## [Exercise details]
Which lines in the data below contain the string "bowl"? Gather each one and copy it out in full.

## [Input material]
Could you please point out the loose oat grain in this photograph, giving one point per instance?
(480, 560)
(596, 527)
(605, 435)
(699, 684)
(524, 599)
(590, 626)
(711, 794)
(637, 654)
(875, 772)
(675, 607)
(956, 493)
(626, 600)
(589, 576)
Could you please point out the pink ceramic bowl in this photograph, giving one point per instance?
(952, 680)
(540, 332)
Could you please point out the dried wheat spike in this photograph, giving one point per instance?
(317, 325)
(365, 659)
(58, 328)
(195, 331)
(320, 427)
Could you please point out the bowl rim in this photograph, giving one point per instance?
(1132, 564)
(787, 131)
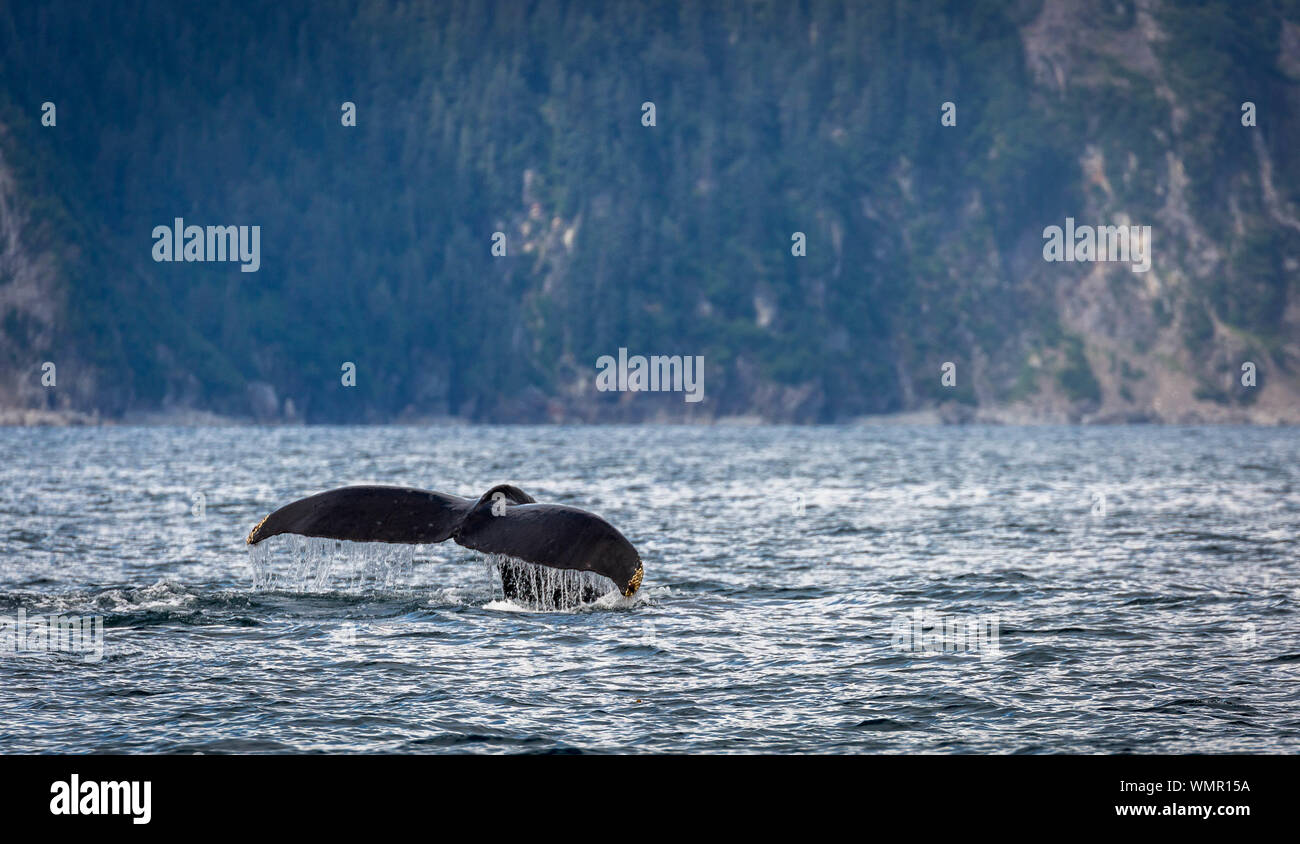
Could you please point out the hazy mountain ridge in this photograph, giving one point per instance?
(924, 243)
---
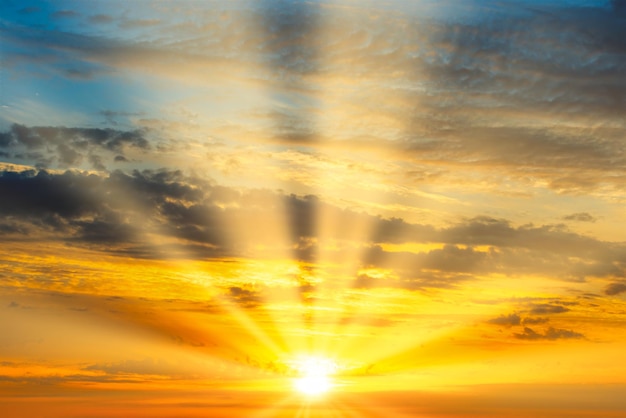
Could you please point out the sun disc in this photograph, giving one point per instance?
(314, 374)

## [Answer]
Could you please point out the pink ceramic bowl in this photograph, giving one point per instance?
Could you please point out the bowl rim in this photograph, giving one point per instance?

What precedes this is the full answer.